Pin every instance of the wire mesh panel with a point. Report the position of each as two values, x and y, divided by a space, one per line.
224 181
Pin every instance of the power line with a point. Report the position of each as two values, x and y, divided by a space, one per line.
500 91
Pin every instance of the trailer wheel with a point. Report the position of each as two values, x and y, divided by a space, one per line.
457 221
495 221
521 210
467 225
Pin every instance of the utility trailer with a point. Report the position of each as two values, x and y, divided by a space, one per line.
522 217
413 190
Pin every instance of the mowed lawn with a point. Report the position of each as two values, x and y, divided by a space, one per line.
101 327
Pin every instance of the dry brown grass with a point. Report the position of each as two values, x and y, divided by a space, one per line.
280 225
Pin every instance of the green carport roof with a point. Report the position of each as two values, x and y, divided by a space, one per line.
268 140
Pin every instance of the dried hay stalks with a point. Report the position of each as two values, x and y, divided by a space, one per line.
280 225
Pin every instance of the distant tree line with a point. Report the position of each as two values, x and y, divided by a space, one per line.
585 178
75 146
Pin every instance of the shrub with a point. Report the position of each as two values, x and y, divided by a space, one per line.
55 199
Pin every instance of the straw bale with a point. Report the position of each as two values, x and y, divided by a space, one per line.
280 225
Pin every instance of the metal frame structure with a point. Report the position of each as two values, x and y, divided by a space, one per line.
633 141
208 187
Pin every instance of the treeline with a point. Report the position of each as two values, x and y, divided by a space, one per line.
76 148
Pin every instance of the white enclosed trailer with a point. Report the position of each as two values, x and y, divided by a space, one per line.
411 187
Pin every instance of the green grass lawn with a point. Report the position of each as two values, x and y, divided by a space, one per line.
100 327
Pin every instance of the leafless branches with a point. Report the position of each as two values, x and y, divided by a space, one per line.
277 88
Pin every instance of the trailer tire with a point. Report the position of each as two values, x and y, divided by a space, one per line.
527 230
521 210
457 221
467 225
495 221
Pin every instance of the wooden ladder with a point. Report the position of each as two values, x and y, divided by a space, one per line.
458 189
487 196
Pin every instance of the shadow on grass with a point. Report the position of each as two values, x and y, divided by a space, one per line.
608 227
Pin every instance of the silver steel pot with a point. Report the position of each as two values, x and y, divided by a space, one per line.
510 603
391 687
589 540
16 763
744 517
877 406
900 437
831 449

...

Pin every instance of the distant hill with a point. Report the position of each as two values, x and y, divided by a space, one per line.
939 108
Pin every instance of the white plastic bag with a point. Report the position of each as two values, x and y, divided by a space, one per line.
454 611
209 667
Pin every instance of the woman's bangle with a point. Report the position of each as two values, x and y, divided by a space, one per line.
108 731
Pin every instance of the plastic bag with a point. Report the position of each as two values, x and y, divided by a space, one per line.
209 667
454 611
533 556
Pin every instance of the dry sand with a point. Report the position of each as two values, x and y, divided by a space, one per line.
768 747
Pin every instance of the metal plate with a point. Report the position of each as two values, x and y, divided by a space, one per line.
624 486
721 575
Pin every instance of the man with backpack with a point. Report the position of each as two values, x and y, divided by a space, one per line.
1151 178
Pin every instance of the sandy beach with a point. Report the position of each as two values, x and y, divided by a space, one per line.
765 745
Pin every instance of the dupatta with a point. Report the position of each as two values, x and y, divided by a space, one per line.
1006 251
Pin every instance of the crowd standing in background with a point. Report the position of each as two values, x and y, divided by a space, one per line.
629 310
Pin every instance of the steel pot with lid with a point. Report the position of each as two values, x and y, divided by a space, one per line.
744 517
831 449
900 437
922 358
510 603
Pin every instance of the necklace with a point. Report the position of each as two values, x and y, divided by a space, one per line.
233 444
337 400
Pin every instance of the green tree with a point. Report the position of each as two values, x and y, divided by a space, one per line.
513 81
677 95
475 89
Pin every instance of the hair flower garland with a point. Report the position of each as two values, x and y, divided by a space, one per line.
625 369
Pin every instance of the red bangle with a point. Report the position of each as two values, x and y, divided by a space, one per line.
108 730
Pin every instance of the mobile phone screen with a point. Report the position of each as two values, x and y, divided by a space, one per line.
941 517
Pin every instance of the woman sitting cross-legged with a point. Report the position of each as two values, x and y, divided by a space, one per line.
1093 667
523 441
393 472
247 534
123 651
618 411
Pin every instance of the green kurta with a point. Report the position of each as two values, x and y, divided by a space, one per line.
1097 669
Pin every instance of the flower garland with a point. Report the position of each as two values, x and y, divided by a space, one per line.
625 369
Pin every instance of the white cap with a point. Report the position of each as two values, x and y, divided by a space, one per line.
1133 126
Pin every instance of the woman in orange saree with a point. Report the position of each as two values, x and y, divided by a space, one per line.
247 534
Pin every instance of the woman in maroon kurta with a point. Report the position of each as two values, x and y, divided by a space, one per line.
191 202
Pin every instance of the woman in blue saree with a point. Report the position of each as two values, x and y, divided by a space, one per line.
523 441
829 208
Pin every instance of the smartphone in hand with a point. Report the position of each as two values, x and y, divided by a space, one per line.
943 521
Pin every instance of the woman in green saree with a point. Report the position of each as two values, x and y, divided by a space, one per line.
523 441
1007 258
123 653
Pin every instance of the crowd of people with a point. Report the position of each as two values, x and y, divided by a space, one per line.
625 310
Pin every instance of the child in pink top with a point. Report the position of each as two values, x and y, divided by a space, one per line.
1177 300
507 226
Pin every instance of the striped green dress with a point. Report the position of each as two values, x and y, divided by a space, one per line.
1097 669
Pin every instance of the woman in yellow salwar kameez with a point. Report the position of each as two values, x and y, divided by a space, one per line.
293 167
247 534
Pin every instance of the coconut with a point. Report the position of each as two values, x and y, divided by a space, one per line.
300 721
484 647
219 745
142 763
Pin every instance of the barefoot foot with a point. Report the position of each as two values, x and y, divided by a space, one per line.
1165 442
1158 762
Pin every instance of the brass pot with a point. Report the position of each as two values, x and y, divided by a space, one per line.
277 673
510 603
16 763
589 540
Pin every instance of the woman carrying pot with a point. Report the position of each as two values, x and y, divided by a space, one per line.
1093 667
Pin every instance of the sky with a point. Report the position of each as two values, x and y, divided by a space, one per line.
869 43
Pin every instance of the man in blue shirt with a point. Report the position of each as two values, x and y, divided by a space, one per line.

==

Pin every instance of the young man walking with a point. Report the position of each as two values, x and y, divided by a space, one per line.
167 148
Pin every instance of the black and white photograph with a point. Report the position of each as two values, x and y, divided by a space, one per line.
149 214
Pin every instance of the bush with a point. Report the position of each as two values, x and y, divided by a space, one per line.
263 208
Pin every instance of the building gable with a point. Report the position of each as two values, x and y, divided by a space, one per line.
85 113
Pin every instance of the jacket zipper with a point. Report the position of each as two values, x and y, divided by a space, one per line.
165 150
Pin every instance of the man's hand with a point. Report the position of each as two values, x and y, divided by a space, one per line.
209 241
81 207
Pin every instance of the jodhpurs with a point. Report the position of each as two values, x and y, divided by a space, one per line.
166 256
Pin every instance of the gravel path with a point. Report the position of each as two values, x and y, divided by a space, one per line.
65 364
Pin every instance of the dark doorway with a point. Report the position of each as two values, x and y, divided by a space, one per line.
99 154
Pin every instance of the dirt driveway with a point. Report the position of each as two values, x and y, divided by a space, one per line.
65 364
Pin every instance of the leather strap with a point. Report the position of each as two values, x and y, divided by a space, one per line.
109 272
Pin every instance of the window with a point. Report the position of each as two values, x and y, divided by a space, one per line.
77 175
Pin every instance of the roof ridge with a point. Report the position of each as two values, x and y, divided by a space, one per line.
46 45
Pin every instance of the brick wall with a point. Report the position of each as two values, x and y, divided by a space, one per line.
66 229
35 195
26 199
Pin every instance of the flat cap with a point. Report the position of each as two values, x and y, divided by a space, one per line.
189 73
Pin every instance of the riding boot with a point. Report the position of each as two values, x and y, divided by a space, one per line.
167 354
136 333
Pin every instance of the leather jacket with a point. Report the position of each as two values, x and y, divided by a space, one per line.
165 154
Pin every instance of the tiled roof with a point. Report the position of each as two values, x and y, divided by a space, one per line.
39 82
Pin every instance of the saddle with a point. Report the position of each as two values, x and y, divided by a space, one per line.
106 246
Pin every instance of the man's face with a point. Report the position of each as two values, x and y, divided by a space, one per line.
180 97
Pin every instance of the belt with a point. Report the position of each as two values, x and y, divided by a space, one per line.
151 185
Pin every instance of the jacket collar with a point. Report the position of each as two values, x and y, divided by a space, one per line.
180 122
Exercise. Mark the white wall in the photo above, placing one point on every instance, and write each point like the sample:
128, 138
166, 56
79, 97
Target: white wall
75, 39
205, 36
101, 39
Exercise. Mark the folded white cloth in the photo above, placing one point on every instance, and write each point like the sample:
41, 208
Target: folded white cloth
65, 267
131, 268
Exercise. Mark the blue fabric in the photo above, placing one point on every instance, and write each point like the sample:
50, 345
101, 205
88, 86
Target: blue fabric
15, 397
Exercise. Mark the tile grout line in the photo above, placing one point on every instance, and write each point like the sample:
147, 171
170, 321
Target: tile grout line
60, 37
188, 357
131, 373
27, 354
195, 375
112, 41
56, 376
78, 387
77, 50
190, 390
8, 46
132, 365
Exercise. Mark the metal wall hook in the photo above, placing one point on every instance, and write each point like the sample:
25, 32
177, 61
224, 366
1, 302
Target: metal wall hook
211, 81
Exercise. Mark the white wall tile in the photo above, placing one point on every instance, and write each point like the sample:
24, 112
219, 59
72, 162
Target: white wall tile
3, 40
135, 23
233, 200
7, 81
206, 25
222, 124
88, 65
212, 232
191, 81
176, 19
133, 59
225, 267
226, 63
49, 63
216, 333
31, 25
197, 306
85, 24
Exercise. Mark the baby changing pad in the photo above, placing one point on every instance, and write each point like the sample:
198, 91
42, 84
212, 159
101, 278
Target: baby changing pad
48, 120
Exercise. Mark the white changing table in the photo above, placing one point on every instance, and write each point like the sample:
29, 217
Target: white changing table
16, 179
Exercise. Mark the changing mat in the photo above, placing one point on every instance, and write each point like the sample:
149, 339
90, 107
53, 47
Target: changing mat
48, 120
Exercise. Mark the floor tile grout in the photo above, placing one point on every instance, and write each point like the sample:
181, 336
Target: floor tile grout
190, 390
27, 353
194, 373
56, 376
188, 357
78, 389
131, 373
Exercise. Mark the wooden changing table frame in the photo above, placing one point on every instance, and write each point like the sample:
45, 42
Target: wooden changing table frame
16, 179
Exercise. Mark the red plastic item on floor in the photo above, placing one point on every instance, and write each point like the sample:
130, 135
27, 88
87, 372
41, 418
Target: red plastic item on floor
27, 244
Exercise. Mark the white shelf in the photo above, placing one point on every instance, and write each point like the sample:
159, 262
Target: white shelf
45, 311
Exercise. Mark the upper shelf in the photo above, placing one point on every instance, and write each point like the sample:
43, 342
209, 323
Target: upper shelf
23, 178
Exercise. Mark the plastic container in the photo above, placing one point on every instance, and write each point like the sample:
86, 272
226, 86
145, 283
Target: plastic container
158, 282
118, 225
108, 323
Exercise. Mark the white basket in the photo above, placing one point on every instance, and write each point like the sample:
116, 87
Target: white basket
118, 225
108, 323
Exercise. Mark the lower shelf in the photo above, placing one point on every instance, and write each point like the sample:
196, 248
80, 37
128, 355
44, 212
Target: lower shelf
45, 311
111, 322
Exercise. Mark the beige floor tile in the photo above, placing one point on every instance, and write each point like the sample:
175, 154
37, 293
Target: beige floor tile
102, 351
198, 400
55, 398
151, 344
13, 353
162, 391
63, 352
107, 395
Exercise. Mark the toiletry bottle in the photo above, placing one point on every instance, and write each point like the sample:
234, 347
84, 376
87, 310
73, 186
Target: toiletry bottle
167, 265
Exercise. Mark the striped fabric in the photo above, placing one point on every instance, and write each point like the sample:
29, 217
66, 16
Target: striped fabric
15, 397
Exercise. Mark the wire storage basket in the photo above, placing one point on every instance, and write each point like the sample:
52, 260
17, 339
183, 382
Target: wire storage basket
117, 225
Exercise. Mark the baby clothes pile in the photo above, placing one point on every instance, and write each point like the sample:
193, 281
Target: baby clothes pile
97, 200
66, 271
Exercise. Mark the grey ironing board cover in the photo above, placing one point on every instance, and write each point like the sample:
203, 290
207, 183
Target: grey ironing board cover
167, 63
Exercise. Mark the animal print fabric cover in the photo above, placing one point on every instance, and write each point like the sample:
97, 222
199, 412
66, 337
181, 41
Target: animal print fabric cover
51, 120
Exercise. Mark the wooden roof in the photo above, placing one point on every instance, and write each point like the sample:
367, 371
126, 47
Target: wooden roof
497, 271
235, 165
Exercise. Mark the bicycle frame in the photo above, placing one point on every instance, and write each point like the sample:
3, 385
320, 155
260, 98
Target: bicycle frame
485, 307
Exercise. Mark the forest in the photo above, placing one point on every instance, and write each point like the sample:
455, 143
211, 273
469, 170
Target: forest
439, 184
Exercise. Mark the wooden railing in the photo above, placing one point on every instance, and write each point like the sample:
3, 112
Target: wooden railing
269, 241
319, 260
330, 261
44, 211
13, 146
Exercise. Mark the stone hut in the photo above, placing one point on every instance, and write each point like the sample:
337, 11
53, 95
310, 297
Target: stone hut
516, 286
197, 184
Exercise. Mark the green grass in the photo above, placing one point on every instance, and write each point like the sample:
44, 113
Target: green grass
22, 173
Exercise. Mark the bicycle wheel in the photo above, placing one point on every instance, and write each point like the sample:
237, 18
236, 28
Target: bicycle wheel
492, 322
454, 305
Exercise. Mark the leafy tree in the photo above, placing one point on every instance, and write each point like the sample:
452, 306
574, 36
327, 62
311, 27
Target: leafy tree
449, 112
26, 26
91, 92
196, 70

Instructions for the task
Of the lines above, retype only those from the line containing "Pin every instance of the brass" through the line containing "Pin every instance of the man in", including both, exactly.

Answer to this problem
Pin every instance of the brass pot with a point. Report the position of each as two values, x and y, divided by a space, one per line.
277 673
510 603
16 763
589 540
Pin every instance of the woman carrying pot with a point. Report the position of each as two values, x and y, divided by a space, one per line.
1093 667
Pin every instance of the sky with a point. Report the position of each as two values, x and y, divided by a space, one per line.
869 43
Pin every instance of the man in blue shirt with a point. Report the position of each as two values, x and y, divided by a space, one per line.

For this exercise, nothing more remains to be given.